Last week was a really long one for me. I come from a family of animal lovers, and on Monday we said goodbye to one of our furry family members who had suffered from a debilitating condition no vet was able to definitely diagnosis.
For the rest of the week, I felt like I was dragging my heart around behind me, weighed down by sorrow over this loss and by grief for the world in general.
Sometimes those of us who call ourselves people of faith try to diminish the feelings of pain and injustice we feel when we look out at the world. We do this by giving ourselves heart-numbing reminders, like telling ourselves “Someday God will make all things right,” or “This world won’t be my home forever. It’s all just temporary.”
Those things aren’t necessarily untrue, but when did God ever say we couldn’t grieve about really sad things that exist and happen on this planet? Why do we think we need to squash our emotions and put all our focus on the future?
For a while, it was enough for me to just remind myself of God’s promise of a sorrow-less future whenever the world’s messiness got me down. That is, until I had bucketful after bucketful of the world’s sludge dumped over my head, and I couldn’t just brush it off. I was completely drenched in it, and no amount of “heavenly” thinking was going to take it away.

**Provided information:**

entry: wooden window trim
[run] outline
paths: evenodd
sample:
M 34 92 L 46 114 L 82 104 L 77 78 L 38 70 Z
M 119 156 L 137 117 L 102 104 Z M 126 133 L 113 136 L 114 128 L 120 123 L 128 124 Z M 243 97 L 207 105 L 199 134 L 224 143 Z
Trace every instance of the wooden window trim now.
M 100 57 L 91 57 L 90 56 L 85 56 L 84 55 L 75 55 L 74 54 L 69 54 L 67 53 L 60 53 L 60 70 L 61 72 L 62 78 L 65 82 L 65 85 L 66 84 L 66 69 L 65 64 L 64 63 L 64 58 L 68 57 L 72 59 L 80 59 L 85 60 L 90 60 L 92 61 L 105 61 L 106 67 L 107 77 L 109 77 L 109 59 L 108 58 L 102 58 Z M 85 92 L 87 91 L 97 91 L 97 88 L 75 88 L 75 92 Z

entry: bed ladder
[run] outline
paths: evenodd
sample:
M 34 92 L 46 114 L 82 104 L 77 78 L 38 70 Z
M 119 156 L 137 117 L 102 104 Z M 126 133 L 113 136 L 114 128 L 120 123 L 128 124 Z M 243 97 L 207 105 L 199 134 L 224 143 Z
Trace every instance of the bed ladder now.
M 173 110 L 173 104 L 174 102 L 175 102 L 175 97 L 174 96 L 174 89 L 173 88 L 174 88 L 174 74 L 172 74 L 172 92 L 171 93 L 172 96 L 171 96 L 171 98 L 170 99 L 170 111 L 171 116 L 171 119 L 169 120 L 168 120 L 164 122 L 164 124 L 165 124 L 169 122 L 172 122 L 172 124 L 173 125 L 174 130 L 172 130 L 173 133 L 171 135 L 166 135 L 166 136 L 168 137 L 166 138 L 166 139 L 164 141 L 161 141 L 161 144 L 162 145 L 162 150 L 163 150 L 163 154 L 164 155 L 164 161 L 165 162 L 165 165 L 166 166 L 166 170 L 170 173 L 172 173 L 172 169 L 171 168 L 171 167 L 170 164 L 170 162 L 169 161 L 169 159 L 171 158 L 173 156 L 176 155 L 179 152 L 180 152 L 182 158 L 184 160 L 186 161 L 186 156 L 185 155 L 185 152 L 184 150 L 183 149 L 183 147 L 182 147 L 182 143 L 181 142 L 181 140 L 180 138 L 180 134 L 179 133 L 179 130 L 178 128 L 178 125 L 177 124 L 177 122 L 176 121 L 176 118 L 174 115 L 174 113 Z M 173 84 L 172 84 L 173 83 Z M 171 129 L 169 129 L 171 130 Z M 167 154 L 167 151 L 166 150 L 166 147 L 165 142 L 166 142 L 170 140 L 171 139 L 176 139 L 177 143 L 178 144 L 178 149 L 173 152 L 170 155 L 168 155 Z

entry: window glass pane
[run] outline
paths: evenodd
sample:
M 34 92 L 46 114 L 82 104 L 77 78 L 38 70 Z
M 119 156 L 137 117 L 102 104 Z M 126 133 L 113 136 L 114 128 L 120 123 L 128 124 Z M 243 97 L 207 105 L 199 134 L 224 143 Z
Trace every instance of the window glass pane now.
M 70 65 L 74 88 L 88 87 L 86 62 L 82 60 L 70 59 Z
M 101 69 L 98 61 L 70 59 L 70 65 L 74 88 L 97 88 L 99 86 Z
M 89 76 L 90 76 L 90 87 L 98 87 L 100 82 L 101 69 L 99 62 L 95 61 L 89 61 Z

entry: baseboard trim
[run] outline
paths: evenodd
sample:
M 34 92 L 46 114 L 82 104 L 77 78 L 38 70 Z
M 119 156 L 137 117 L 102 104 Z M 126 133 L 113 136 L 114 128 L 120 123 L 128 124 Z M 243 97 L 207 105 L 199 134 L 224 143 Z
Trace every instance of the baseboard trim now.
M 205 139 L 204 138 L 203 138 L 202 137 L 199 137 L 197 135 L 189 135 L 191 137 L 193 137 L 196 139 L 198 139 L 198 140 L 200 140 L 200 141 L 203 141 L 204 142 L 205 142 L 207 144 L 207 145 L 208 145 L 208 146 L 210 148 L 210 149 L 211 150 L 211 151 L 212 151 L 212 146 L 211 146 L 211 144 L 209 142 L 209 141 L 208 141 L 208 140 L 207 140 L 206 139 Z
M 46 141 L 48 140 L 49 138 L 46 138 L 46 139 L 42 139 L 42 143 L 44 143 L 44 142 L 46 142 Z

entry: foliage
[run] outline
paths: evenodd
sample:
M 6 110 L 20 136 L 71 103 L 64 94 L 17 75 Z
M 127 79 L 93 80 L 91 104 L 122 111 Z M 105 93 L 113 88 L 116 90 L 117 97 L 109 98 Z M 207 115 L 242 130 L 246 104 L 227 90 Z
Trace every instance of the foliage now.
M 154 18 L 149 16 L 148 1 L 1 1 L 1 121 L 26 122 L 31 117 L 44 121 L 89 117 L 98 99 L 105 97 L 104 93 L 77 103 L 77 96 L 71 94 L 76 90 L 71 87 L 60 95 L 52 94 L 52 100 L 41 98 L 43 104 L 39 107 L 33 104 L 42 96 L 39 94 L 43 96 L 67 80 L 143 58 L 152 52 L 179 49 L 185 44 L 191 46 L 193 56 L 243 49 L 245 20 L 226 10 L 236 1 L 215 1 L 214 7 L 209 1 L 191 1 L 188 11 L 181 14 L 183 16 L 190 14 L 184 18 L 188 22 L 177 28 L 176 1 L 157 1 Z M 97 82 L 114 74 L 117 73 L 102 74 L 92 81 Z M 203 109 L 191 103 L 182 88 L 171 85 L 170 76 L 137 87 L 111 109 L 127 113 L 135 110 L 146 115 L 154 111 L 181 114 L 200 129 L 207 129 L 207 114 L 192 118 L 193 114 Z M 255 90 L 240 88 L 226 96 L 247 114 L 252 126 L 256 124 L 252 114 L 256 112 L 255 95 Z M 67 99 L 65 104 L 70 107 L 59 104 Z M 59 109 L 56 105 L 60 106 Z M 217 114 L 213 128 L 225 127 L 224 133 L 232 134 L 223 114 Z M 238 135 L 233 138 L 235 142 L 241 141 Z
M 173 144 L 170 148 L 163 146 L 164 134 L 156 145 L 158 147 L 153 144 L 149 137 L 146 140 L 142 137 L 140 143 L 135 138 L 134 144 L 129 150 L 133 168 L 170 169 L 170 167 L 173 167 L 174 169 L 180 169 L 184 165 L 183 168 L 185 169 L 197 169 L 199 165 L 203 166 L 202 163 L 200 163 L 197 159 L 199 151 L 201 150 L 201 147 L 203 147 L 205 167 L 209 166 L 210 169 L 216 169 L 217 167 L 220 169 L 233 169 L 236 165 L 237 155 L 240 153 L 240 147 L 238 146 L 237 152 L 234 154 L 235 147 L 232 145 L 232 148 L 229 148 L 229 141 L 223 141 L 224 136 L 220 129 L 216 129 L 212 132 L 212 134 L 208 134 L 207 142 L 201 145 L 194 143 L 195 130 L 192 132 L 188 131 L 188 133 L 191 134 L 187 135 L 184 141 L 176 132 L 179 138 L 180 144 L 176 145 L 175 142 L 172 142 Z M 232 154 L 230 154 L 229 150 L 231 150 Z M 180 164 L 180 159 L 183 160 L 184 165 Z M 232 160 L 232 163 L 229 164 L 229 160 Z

**Task 1:** According to the passage on grief and faith, what happened on Monday?
**Task 2:** Carry the passage on grief and faith forward, picking up after its final sentence.
These lines aren't needed for what follows.

**Task output 1:** The family said goodbye to one of their furry family members.

**Task output 2:**
I’ve learned through experience that it’s okay to let your heart be broken and grieved by the world’s fallen state. I’m no less of a Christian for feeling my God-given emotions, and neither are you. So today, I’m choosing to let out the pain weighing on me.
Even though there are so many things I can’t change, I can change how I let myself react emotionally to what’s unchangeable. I’ve accepted that it’s okay to let myself lament and feel the weight of the world, because I know it ultimately helps me to let it go again.
What is it you’re feeling today? What’s weighing down on you? Or alternatively, what’s lifting you up? Good or bad, I challenge you to invite your emotions in, then name out loud or write down what it is you’re feeling.
Emotions are not right or wrong, friends; it’s about what you do with them. Below is my attempt to let out and wrestle with mine.
A Human’s Lament for the World
It is wrong that innocent animals contract horrible, fatal diseases.
It is wrong that so many animals suffer at the hands of humans.
It is wrong that people abuse the ones they are supposed to love the most.
It is wrong that children die from the violence of adults.
It is wrong that children are sexually abused and their innocence is taken from them.
It is wrong when sex is forced upon others.
It is wrong to make others live in fear.
It is wrong that religion is used to manipulate people.
It is wrong to judge someone before you hear their story.
It is wrong that young kids are taught to hate their bodies.
It is wrong that kids are bullied.
It is wrong that children want to kill themselves.
It is wrong that lives end prematurely from cancer…
…And it is wrong that those left behind have to figure out how to go on without their loved ones.
It is wrong to base human worth on human sexuality.
It is wrong to deal with the heart through terrorism.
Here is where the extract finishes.